═══ Given information

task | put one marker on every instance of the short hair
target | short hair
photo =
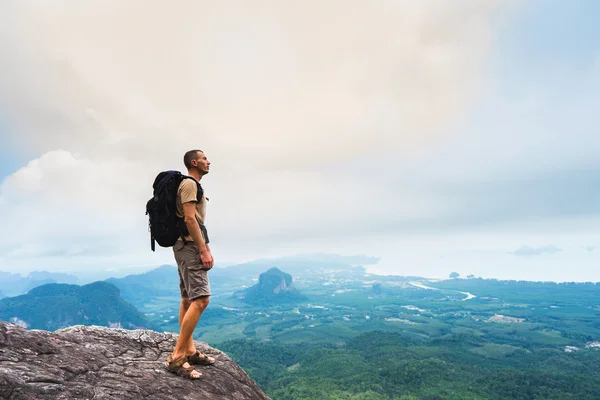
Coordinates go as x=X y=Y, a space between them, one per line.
x=190 y=156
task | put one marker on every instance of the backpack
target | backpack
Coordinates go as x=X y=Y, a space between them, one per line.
x=164 y=225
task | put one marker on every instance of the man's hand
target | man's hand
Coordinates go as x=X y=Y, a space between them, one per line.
x=207 y=260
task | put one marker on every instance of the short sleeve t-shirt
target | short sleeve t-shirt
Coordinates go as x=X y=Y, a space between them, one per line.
x=188 y=191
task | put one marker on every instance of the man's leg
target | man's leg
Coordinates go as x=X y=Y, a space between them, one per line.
x=183 y=307
x=185 y=344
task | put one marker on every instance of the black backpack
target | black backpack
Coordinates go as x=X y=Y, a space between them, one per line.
x=164 y=225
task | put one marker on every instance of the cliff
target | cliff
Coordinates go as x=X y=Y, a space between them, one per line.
x=90 y=362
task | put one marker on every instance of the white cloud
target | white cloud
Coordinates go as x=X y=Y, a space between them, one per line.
x=314 y=114
x=110 y=93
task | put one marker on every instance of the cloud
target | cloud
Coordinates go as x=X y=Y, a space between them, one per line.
x=286 y=100
x=526 y=251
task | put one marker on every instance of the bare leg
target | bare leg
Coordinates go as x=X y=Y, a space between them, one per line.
x=184 y=306
x=188 y=321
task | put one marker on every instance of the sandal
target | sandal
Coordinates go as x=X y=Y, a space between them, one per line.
x=176 y=366
x=200 y=359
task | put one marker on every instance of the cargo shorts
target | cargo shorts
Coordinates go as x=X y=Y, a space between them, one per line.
x=193 y=278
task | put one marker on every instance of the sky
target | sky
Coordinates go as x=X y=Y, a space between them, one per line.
x=438 y=136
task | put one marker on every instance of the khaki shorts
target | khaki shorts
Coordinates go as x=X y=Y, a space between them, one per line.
x=193 y=279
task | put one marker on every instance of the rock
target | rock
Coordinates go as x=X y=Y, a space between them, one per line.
x=91 y=362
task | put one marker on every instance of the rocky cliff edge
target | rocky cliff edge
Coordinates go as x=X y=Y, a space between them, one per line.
x=91 y=362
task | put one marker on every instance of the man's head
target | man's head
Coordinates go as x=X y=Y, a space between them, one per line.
x=195 y=160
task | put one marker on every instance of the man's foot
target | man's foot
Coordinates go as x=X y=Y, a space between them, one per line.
x=198 y=358
x=181 y=367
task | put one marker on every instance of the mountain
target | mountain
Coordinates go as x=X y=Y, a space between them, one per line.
x=93 y=362
x=139 y=289
x=273 y=287
x=15 y=284
x=55 y=306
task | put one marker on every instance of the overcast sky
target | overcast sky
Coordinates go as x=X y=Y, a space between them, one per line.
x=439 y=136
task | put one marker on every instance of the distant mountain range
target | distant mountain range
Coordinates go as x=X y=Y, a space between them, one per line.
x=15 y=284
x=55 y=306
x=273 y=287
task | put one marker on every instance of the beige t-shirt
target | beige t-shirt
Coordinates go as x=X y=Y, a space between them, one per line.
x=188 y=191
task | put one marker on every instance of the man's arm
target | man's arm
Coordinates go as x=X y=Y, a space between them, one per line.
x=189 y=217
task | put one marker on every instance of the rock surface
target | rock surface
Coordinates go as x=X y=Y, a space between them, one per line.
x=90 y=362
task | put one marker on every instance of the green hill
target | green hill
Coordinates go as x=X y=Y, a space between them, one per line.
x=15 y=284
x=55 y=306
x=273 y=287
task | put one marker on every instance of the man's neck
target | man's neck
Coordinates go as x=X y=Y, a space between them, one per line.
x=195 y=174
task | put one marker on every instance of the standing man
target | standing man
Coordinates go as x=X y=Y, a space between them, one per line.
x=194 y=260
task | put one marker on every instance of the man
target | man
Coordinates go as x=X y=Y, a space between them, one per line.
x=194 y=260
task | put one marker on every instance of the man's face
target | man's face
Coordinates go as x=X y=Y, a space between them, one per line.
x=201 y=164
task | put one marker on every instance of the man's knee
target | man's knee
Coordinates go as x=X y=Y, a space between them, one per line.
x=202 y=302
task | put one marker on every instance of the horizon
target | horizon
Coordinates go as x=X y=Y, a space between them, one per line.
x=92 y=276
x=438 y=137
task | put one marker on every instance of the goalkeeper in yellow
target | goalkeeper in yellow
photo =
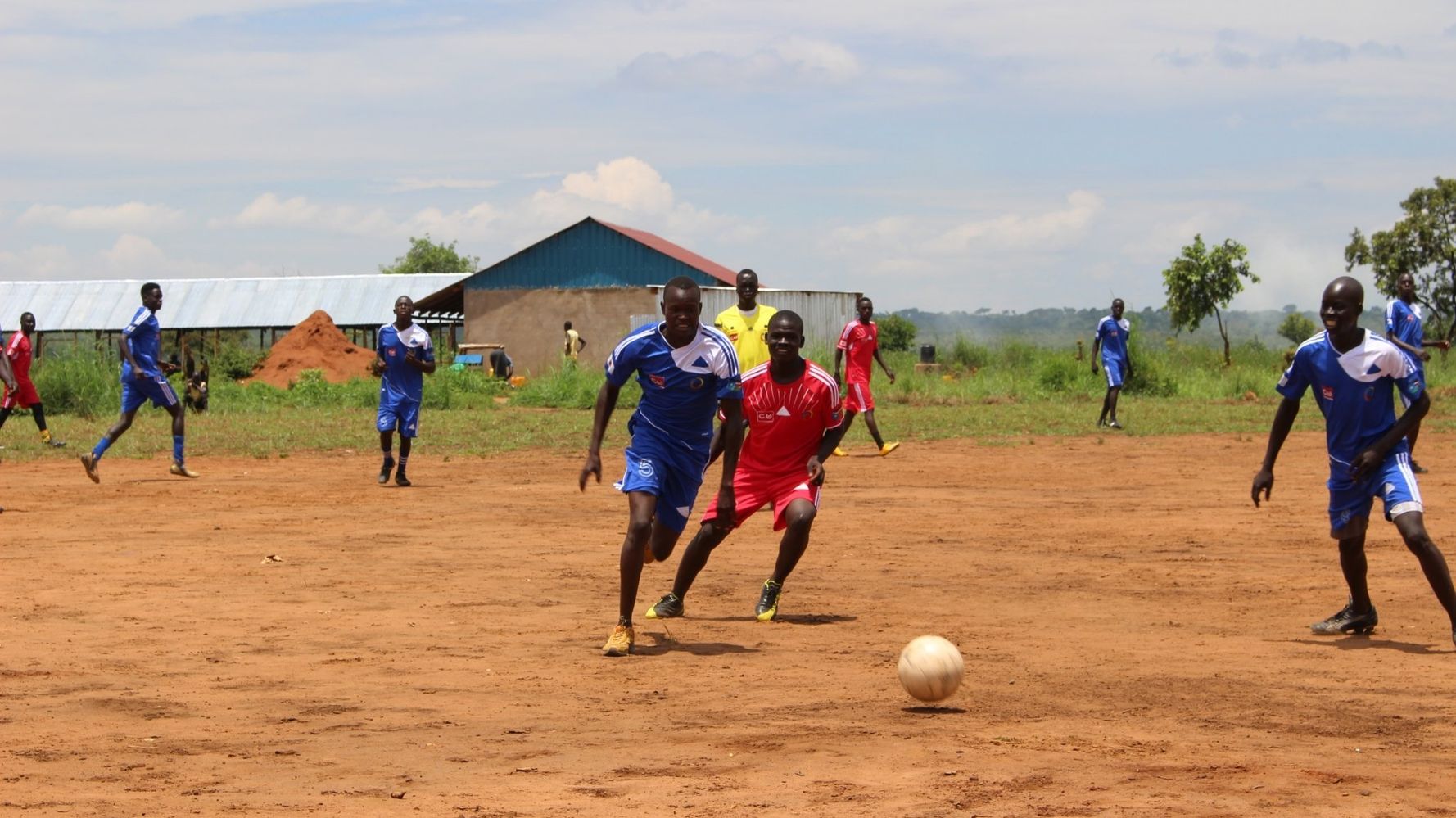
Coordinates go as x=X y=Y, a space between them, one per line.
x=746 y=322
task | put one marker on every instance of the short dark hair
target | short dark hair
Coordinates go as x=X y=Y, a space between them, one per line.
x=685 y=284
x=789 y=316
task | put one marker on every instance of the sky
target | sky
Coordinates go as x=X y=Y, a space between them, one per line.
x=935 y=155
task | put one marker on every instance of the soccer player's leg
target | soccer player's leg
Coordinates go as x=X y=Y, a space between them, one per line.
x=385 y=423
x=1403 y=505
x=1350 y=503
x=408 y=412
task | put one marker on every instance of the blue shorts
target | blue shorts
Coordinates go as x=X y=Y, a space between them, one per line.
x=667 y=471
x=134 y=392
x=1115 y=370
x=1392 y=482
x=402 y=415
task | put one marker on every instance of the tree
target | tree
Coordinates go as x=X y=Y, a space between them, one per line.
x=427 y=256
x=896 y=332
x=1424 y=245
x=1296 y=328
x=1200 y=282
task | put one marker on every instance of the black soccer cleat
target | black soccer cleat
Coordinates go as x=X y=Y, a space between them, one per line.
x=767 y=602
x=1347 y=621
x=668 y=608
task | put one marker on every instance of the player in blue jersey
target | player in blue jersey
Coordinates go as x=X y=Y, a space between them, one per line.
x=1403 y=328
x=1353 y=373
x=143 y=377
x=404 y=359
x=688 y=373
x=1111 y=338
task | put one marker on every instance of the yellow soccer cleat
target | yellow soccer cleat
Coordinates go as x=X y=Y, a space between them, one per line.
x=621 y=641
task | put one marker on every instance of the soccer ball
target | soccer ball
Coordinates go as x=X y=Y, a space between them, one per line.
x=931 y=668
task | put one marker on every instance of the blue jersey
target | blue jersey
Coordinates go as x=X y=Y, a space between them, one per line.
x=681 y=387
x=1113 y=333
x=143 y=337
x=1353 y=391
x=402 y=380
x=1404 y=322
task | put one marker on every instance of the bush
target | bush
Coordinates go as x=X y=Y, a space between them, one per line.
x=896 y=332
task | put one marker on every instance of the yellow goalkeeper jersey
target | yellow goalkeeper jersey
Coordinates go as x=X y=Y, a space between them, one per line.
x=746 y=333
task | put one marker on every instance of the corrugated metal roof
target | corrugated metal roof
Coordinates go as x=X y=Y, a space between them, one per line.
x=213 y=303
x=681 y=254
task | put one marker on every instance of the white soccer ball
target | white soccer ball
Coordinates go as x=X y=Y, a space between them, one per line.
x=931 y=668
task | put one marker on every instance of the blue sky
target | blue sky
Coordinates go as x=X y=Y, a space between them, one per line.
x=935 y=155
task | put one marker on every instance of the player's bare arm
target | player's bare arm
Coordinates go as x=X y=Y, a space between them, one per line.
x=733 y=443
x=1278 y=430
x=1373 y=456
x=606 y=402
x=889 y=373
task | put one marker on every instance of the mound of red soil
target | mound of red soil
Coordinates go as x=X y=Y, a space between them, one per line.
x=314 y=344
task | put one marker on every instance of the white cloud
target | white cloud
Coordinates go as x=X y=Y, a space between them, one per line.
x=131 y=215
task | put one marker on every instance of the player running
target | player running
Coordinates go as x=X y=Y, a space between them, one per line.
x=794 y=424
x=1353 y=373
x=861 y=342
x=1403 y=328
x=402 y=359
x=20 y=354
x=143 y=379
x=1111 y=337
x=685 y=370
x=744 y=323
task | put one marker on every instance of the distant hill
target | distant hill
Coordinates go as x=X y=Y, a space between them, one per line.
x=1053 y=327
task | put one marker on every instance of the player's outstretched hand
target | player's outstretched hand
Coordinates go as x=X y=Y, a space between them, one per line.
x=593 y=466
x=1264 y=481
x=816 y=471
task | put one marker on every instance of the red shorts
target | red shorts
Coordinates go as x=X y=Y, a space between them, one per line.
x=858 y=398
x=754 y=490
x=24 y=395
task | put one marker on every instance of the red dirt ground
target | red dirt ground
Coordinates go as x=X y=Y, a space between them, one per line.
x=1134 y=635
x=314 y=344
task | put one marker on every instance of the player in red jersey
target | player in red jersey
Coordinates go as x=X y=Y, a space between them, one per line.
x=861 y=341
x=22 y=395
x=793 y=411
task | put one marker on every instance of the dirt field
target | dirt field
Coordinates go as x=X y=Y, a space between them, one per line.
x=1134 y=635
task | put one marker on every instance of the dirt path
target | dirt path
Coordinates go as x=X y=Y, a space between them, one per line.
x=1134 y=635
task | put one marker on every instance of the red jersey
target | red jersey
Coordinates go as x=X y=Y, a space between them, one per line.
x=20 y=354
x=859 y=342
x=787 y=421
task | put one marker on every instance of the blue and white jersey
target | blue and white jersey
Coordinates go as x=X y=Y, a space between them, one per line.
x=1404 y=322
x=402 y=380
x=681 y=387
x=1113 y=333
x=143 y=337
x=1353 y=391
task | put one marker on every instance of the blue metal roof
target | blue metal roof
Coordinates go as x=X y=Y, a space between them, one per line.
x=213 y=303
x=593 y=254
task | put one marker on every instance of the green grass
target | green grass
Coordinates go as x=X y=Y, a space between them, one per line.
x=997 y=395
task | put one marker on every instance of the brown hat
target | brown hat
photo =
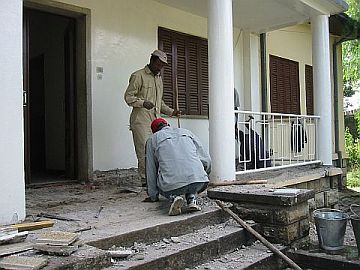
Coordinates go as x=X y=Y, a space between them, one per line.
x=162 y=56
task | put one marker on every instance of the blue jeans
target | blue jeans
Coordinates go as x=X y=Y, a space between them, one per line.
x=189 y=190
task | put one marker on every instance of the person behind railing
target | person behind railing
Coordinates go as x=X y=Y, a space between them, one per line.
x=176 y=165
x=236 y=107
x=253 y=152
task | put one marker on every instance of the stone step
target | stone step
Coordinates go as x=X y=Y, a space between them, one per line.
x=187 y=223
x=253 y=257
x=94 y=255
x=186 y=250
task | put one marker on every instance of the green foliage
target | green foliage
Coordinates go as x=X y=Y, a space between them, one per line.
x=348 y=89
x=353 y=178
x=352 y=145
x=351 y=51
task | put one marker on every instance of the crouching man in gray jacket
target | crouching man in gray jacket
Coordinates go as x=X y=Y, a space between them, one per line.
x=176 y=165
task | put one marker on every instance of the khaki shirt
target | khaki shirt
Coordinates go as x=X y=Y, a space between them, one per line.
x=144 y=85
x=175 y=158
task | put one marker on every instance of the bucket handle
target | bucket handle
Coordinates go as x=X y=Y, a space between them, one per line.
x=326 y=209
x=352 y=211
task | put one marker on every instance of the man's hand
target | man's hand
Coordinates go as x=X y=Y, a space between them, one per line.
x=148 y=199
x=148 y=105
x=176 y=113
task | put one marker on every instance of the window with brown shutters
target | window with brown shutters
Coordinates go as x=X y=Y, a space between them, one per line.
x=309 y=90
x=185 y=78
x=284 y=85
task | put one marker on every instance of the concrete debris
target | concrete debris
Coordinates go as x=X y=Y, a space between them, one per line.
x=22 y=262
x=12 y=238
x=57 y=238
x=58 y=250
x=175 y=239
x=120 y=253
x=166 y=241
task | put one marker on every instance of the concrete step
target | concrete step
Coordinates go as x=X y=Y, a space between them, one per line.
x=188 y=250
x=173 y=227
x=253 y=257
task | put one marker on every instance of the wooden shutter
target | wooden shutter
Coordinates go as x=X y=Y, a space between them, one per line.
x=309 y=90
x=284 y=85
x=189 y=66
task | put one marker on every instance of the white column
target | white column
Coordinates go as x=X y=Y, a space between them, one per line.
x=322 y=86
x=12 y=191
x=251 y=66
x=221 y=90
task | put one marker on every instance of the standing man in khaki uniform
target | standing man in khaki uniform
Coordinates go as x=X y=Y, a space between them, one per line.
x=144 y=94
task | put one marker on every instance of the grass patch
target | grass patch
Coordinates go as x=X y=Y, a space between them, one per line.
x=353 y=178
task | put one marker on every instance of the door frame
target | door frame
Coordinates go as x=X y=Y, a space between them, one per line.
x=83 y=136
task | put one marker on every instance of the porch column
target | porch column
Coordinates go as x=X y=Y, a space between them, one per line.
x=221 y=90
x=322 y=86
x=12 y=191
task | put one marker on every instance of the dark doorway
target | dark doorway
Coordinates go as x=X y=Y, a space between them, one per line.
x=50 y=88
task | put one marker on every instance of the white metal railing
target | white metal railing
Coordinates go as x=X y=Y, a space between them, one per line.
x=267 y=141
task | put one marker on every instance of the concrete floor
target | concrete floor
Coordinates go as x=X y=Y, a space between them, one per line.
x=122 y=211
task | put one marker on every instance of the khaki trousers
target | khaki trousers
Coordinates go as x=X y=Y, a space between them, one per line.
x=141 y=132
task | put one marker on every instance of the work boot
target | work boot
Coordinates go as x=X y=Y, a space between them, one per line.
x=175 y=208
x=191 y=201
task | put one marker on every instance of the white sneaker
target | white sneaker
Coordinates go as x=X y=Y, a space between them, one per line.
x=194 y=207
x=175 y=208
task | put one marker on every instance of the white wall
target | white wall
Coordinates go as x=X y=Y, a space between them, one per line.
x=12 y=191
x=293 y=43
x=123 y=34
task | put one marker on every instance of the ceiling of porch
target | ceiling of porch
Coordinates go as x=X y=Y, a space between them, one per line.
x=265 y=15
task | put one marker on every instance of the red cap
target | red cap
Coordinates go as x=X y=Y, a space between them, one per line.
x=156 y=123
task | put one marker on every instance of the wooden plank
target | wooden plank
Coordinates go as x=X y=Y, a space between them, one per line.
x=238 y=182
x=33 y=225
x=23 y=262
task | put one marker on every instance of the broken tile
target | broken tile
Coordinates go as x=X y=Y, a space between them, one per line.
x=22 y=263
x=14 y=248
x=119 y=253
x=13 y=238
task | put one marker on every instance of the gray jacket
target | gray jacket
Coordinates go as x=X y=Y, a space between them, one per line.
x=175 y=158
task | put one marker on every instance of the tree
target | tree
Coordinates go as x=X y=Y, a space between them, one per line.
x=351 y=54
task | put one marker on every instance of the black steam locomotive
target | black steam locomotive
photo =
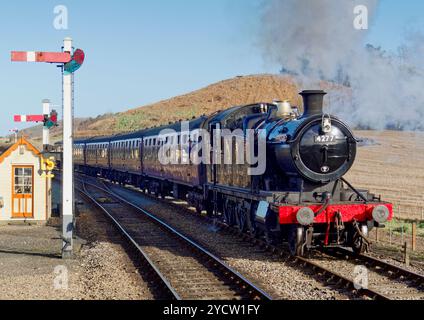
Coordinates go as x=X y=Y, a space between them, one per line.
x=300 y=195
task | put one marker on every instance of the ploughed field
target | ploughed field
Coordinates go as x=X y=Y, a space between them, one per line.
x=394 y=168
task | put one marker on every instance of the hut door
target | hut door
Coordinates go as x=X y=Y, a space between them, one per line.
x=23 y=192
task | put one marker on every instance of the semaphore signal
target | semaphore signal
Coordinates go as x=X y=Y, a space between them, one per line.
x=70 y=62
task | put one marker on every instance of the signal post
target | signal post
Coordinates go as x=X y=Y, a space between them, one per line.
x=70 y=61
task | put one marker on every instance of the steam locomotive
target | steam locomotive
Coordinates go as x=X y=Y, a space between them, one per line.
x=300 y=197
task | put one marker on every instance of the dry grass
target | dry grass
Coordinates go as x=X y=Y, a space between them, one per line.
x=394 y=169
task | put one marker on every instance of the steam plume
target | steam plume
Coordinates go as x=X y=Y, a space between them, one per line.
x=316 y=40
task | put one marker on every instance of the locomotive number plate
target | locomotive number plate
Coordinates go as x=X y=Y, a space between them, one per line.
x=325 y=139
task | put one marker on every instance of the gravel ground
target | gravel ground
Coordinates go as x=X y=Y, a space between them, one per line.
x=29 y=256
x=398 y=289
x=283 y=280
x=107 y=269
x=31 y=267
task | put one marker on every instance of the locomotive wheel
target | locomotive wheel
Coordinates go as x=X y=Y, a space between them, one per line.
x=241 y=220
x=358 y=244
x=296 y=239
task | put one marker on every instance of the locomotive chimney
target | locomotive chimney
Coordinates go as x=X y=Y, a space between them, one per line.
x=313 y=102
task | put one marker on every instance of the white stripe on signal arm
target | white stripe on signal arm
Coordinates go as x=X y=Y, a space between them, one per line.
x=31 y=56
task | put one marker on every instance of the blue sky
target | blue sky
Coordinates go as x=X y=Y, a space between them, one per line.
x=138 y=52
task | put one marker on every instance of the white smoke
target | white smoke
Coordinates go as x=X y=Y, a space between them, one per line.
x=316 y=40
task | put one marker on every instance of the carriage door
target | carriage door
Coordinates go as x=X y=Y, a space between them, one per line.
x=23 y=192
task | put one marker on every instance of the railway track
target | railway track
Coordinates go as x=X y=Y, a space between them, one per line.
x=406 y=283
x=181 y=268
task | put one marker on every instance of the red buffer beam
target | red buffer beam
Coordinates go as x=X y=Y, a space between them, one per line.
x=33 y=56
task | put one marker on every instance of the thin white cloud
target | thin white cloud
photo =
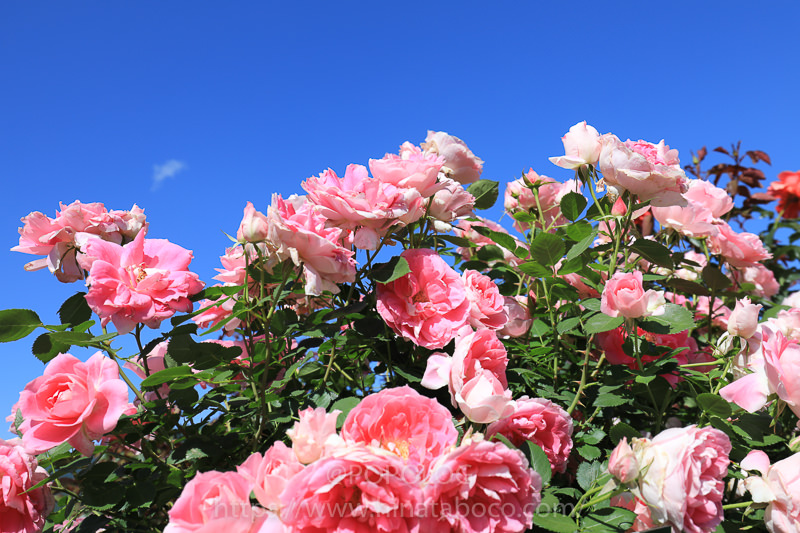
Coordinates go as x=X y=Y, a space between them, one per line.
x=167 y=170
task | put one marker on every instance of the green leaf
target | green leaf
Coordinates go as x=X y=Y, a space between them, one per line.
x=572 y=205
x=540 y=462
x=485 y=193
x=75 y=310
x=714 y=404
x=600 y=322
x=547 y=248
x=608 y=519
x=653 y=252
x=168 y=374
x=396 y=268
x=16 y=324
x=555 y=522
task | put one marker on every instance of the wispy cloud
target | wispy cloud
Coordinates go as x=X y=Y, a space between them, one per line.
x=167 y=170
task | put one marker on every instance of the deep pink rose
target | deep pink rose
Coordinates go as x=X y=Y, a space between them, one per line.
x=268 y=474
x=144 y=282
x=22 y=511
x=403 y=422
x=213 y=502
x=624 y=295
x=650 y=171
x=581 y=147
x=482 y=486
x=299 y=233
x=73 y=402
x=362 y=490
x=427 y=306
x=460 y=164
x=541 y=422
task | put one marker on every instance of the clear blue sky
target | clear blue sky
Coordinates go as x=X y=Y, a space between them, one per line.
x=253 y=97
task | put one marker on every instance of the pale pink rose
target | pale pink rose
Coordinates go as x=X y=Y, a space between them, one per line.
x=713 y=198
x=450 y=203
x=481 y=486
x=402 y=421
x=269 y=474
x=682 y=477
x=541 y=422
x=624 y=295
x=73 y=402
x=650 y=171
x=581 y=147
x=212 y=502
x=486 y=304
x=22 y=510
x=764 y=280
x=427 y=306
x=741 y=250
x=779 y=485
x=312 y=432
x=299 y=233
x=356 y=200
x=144 y=282
x=460 y=164
x=519 y=320
x=254 y=226
x=409 y=170
x=622 y=463
x=362 y=490
x=744 y=318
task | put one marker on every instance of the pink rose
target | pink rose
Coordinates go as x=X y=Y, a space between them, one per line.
x=73 y=402
x=541 y=422
x=22 y=510
x=427 y=306
x=299 y=233
x=460 y=164
x=486 y=304
x=312 y=433
x=624 y=295
x=213 y=502
x=650 y=171
x=144 y=282
x=682 y=477
x=482 y=486
x=363 y=490
x=581 y=147
x=744 y=319
x=270 y=473
x=403 y=422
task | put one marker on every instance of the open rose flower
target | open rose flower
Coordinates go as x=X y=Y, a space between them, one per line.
x=22 y=510
x=427 y=306
x=73 y=402
x=144 y=282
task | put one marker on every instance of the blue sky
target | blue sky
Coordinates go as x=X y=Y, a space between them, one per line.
x=230 y=102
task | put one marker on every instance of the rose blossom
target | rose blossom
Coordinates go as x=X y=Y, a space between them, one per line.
x=486 y=304
x=427 y=306
x=650 y=171
x=144 y=282
x=73 y=402
x=482 y=486
x=360 y=490
x=460 y=164
x=581 y=147
x=312 y=432
x=212 y=502
x=624 y=295
x=541 y=422
x=787 y=191
x=402 y=421
x=22 y=510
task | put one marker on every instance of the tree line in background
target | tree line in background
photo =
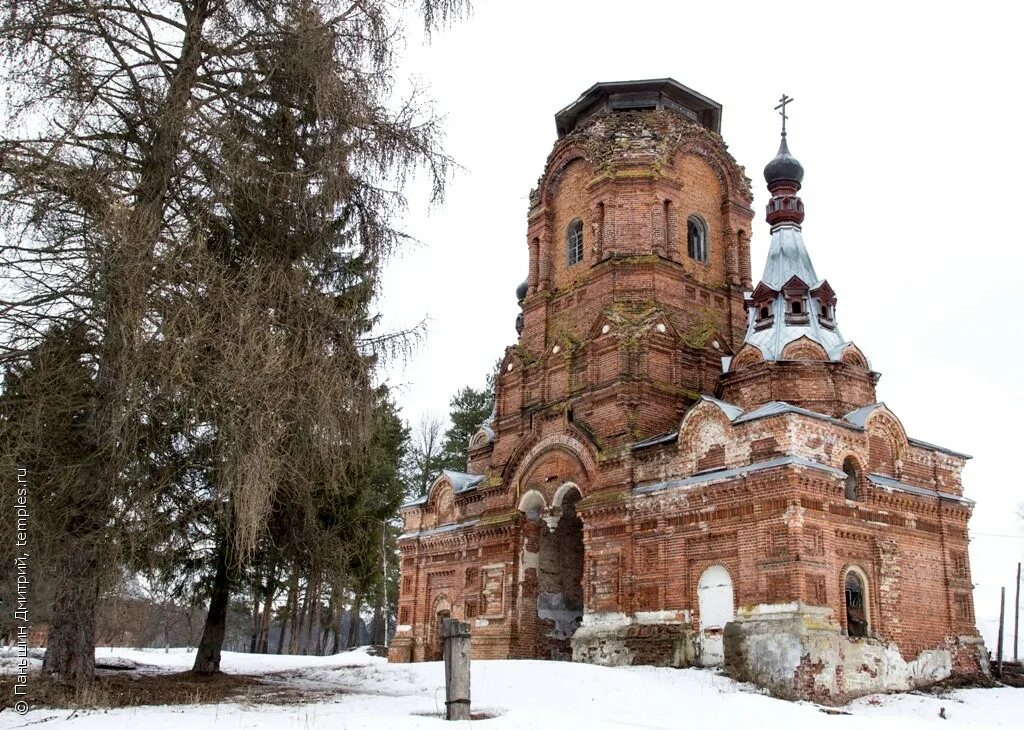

══════

Directions for this task:
Supply only the number of lines above in which "patch" occurs.

Expected output:
2